» Problem requirements: Rename "rooftop swimming pool" to "rooftop pool" everywhere in the records below. Keep every other line the same.

________________________________________

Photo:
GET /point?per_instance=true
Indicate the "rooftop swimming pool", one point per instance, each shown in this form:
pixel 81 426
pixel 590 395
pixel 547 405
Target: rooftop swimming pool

________________________________________

» Answer:
Photo:
GET /point?per_instance=true
Indicate the "rooftop pool", one point per instance, each shown in this form:
pixel 81 426
pixel 590 395
pixel 547 405
Target: rooftop pool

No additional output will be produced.